**TEXT FOR ANALYSIS**:

Lighting is Key in Poultry Health
Light plays a crucial role in the health and well-being of birds and their production performance. It greatly influences activity, growth and development, and physiological functioning in growing broiler chickens.
Altering light in a bird’s environment influences the onset of several eye conditions, including avian glaucoma and avian macrophthalmos. In addition, birds exposed to continuous light can develop other serious health issues including leg disorders and stress, which can ultimately lead to premature death, says Hammed A. Olanrewaju, an animal scientist at the Agricultural Research Service (ARS) Poultry Unit in Mississippi State, Mississippi.
“The poultry industry has made progress in improving genetics and nutrition in birds, along with changes in environmental management,” Olanrewaju says. “But the effects of lighting on vision, general health, and well-being of broilers grown to market weight need further investigation.”
Proper light management reduces the incidence of many preventable metabolic, skeletal, and skin disorders. It can also prevent aggression between birds. Therefore, strategically altering “photoperiods” (the amount of time between light and dark cycles) and light intensity can be used to improve poultry production and enhance animal welfare.
Olanrewaju and his colleagues evaluated the effects of different photoperiods and light intensities on eye and general health of broiler chickens grown to heavy weights. Chicks were randomly placed into groups and then exposed to three photoperiod treatments: long/continuous (23 hours of light followed by 1 hour of dark within a 24-hour interval); regular/intermittent (2 hours of light followed by 2 hours of dark, repeated in succession throughout a 24-hour period); and short/non-intermittent cycle (8 hours of light followed by 16 hours of dark).
Chickens subjected to a short/non-intermittent photoperiod had the lowest body weight, body weight gain, feed intake, carcass weight, and fillet and tender weights when compared with those reared under long/continuous and regular/intermittent photoperiods.
Birds also were exposed to incandescent lighting, which is standard in U.S. commercial broiler housing, in a controlled environment at varying light intensities of 10 lx, 5.0 lx, or 0.5 lx.Lux (lx) is a measurement of light.
Footpad lesions, lameness, and paralysis have often been associated with improper light management. In this study, findings indicated that a short/non-intermittent photoperiod had a negative effect on footpad condition. In addition, scientists were able to demonstrate that a low-light environment reduced energy usage and production costs by decreasing hyperactivity and pecking damage in the birds.
“The slightly faster growth rate and small improvement in feed conversion efficiency of birds reared under the regular-intermittent photoperiod has the added advantage of reducing annual feed costs,” Olanrewaju says. “Regular-intermittent photoperiods combined with 5 lx lighting programs are recommended for optimal welfare and production.”—By Sandra Avant, ARS Office of Communications.
“Lighting is Key in Poultry Health” was published in the May 2016 issue of AgResearch Magazine.

**DATA RECORDS**:

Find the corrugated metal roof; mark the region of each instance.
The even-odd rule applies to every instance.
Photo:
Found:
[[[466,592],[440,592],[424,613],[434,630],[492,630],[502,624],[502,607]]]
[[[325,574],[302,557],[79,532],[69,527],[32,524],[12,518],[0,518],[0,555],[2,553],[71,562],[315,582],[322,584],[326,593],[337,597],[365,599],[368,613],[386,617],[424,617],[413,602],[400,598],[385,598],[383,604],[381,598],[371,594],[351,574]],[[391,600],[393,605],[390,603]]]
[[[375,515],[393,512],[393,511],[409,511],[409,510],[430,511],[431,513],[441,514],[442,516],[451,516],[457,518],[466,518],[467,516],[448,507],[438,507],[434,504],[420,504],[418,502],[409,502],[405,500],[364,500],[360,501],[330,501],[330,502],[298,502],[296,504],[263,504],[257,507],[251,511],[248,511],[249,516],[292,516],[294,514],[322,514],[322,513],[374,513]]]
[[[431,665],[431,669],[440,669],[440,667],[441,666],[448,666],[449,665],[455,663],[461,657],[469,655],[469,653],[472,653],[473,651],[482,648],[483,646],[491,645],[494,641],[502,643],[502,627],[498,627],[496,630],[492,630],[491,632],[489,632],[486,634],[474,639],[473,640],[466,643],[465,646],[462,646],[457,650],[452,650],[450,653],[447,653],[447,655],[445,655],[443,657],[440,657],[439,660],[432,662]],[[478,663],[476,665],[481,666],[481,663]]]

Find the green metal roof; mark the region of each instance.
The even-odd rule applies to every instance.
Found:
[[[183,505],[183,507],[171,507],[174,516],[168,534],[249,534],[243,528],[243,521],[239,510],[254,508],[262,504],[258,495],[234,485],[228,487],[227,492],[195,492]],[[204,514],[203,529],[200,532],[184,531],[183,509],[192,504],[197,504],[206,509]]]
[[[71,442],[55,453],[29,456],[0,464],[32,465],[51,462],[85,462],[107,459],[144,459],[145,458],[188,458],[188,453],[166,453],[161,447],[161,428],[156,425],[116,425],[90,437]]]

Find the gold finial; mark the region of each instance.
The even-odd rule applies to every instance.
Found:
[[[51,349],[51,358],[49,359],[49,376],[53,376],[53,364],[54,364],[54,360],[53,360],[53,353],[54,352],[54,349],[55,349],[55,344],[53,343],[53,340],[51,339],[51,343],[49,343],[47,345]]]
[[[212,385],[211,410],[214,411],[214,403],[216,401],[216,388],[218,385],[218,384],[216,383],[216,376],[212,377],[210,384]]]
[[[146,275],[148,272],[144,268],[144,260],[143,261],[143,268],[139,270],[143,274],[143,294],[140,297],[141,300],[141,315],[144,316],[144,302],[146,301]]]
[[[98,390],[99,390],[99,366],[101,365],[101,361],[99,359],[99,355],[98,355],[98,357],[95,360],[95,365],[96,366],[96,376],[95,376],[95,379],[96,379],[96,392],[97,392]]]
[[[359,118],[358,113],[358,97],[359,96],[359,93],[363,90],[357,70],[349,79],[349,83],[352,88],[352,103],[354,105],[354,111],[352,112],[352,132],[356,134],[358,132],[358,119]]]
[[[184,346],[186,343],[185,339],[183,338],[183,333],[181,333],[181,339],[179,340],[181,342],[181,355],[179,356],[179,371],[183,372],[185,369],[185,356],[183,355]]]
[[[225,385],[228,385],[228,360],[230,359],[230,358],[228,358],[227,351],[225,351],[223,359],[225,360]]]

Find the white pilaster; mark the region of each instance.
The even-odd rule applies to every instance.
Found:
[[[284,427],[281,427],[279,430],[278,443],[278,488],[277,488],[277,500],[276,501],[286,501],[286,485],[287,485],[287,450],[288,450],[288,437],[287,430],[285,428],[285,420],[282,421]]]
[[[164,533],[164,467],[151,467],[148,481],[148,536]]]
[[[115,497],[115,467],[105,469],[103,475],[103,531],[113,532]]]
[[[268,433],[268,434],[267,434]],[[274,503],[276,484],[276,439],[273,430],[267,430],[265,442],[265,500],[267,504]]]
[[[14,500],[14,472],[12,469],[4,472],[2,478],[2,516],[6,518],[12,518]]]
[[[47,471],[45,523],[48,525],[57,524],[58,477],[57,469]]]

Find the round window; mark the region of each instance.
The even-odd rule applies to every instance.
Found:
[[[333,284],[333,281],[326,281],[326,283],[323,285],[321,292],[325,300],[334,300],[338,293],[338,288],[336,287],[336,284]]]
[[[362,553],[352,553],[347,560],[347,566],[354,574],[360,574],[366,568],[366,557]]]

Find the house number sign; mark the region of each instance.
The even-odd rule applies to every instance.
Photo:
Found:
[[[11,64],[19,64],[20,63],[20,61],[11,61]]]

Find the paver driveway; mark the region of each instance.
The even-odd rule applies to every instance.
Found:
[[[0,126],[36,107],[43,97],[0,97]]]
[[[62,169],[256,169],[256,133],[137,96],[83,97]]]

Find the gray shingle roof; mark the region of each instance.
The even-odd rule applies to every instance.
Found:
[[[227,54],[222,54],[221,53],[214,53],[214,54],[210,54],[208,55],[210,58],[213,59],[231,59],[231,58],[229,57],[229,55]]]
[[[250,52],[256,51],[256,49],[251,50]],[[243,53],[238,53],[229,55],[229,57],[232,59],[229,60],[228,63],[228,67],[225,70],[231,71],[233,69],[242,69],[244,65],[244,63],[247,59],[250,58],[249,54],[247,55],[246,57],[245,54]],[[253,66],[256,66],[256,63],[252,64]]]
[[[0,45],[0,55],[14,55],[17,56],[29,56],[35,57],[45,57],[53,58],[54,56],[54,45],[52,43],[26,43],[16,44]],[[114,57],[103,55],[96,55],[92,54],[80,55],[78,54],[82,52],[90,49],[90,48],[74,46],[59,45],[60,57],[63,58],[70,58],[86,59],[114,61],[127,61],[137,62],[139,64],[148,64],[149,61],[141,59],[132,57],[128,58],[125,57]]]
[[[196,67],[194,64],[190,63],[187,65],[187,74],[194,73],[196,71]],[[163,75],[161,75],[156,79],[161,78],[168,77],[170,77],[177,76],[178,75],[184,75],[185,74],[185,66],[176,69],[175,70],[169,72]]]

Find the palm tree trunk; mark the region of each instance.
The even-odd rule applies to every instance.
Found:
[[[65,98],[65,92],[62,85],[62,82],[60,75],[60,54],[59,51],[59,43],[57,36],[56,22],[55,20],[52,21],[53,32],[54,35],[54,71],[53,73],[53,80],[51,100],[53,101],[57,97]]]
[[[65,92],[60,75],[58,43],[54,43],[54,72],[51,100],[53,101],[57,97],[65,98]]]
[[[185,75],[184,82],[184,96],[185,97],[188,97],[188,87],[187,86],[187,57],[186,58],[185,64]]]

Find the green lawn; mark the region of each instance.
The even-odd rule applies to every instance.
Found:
...
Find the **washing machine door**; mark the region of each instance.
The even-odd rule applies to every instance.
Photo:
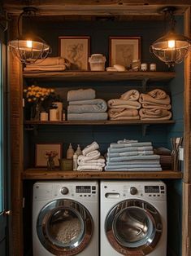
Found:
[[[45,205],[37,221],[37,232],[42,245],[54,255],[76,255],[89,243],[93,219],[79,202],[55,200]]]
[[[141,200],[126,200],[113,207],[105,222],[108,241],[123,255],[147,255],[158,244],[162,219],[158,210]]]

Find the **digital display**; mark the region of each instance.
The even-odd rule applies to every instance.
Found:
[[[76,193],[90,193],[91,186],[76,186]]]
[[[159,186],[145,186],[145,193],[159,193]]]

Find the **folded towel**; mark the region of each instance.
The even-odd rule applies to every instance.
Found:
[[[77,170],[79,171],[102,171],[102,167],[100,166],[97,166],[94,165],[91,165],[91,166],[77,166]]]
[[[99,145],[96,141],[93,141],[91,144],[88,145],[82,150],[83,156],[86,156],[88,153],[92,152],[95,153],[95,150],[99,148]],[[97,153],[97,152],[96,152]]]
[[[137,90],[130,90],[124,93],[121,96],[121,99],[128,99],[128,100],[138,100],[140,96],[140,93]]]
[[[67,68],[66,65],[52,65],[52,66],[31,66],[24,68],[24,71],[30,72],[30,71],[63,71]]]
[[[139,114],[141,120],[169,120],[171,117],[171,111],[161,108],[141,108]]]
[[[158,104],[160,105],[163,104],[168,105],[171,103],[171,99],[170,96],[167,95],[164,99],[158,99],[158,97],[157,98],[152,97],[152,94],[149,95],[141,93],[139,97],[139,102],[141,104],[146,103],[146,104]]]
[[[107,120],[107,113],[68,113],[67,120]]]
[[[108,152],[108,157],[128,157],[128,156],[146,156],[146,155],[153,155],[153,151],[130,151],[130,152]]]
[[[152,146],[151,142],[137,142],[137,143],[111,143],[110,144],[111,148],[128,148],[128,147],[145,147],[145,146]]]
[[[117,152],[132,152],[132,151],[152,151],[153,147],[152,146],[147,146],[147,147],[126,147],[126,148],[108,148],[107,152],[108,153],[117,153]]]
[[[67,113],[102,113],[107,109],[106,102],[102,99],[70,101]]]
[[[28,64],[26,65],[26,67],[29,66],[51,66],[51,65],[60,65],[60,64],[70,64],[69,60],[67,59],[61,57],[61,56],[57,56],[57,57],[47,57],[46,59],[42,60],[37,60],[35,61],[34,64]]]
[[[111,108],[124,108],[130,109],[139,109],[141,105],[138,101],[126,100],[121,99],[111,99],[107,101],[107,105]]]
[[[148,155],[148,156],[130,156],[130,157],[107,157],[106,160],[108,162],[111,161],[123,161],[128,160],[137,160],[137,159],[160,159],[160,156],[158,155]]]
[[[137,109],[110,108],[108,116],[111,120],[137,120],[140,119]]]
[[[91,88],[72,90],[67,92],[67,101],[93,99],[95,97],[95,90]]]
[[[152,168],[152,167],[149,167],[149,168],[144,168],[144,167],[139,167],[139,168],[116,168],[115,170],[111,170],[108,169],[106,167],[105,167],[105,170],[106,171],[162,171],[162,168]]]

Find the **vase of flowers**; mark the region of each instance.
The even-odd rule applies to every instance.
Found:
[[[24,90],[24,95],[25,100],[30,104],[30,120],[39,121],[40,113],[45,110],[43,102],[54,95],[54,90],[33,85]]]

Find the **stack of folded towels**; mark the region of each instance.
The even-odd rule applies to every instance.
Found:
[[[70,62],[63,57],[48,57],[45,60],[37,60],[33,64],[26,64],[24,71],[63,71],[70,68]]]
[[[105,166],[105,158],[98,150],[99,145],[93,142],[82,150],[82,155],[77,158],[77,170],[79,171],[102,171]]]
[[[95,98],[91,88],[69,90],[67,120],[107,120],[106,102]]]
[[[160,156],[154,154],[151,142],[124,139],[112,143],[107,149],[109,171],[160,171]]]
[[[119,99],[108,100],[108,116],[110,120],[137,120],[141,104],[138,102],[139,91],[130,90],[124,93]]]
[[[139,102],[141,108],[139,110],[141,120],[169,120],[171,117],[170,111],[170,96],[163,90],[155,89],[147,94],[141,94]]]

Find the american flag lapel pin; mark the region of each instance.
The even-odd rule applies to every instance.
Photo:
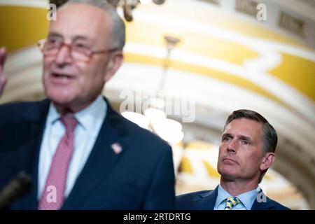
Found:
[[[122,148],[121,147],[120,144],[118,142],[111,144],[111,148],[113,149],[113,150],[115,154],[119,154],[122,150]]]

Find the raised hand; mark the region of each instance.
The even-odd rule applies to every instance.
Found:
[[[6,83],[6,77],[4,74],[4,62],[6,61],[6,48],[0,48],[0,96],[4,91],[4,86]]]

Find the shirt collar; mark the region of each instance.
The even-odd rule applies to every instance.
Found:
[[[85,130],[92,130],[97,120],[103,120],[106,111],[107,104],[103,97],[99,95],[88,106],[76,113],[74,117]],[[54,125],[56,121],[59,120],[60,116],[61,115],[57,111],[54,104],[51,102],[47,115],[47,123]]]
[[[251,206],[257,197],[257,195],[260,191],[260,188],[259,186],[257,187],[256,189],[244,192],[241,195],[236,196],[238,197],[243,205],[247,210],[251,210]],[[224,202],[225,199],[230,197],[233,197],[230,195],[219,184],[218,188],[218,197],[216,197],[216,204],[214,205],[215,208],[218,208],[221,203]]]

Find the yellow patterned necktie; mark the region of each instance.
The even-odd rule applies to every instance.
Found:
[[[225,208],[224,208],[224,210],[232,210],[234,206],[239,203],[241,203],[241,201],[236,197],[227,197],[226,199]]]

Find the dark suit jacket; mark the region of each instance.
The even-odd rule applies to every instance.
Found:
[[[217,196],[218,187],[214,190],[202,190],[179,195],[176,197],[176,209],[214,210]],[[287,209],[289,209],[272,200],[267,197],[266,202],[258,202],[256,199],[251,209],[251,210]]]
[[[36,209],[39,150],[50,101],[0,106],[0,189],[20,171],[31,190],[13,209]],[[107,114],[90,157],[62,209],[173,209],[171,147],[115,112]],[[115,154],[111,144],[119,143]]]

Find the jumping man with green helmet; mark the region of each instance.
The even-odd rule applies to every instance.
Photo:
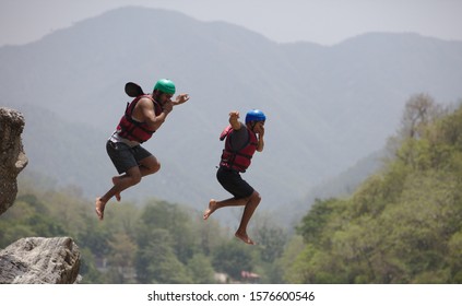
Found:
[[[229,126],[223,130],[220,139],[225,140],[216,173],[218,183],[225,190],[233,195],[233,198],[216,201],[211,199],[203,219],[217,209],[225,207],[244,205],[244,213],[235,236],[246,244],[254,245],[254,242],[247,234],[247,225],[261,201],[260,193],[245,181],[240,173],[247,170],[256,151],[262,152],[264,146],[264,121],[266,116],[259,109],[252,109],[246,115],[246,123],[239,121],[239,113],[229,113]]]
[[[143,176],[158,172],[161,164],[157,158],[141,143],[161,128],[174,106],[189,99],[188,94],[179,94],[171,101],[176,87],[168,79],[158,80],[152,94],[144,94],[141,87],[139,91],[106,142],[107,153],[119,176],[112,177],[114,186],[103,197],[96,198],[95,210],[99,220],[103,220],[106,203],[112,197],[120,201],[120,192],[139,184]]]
...
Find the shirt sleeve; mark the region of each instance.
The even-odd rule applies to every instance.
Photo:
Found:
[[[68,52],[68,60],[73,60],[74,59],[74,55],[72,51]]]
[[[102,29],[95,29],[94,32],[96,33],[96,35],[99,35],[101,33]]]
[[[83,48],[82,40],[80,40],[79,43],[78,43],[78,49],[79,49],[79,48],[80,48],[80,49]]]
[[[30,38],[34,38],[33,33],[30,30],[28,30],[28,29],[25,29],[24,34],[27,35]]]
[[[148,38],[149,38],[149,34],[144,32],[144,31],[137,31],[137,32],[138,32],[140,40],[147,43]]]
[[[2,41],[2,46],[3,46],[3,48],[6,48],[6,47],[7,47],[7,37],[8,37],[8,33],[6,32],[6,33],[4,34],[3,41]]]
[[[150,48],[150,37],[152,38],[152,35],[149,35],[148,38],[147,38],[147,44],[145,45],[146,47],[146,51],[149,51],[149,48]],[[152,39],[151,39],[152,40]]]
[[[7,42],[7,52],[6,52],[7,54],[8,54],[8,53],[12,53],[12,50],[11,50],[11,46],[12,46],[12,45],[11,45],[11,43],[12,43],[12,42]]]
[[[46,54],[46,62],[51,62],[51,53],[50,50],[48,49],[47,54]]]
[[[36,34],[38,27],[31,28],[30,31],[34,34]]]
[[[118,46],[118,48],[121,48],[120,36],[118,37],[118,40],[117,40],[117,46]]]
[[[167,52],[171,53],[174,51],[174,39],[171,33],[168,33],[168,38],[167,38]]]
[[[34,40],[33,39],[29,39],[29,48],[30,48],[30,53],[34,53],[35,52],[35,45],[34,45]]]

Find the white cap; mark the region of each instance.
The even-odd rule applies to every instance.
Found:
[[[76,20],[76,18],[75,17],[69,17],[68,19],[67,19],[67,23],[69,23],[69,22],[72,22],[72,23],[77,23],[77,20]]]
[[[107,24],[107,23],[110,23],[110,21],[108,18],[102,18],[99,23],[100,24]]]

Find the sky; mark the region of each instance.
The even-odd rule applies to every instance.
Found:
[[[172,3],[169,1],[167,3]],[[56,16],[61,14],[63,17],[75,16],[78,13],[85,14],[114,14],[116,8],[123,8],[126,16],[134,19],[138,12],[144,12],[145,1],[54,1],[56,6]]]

**EXERCISE DIRECTIONS**:
Duplicate the poultry lighting article word for word, everything from "Proper light management reduces" down to "enhance animal welfare.".

**RESPONSE BELOW**:
Proper light management reduces the incidence of many preventable metabolic, skeletal, and skin disorders. It can also prevent aggression between birds. Therefore, strategically altering “photoperiods” (the amount of time between light and dark cycles) and light intensity can be used to improve poultry production and enhance animal welfare.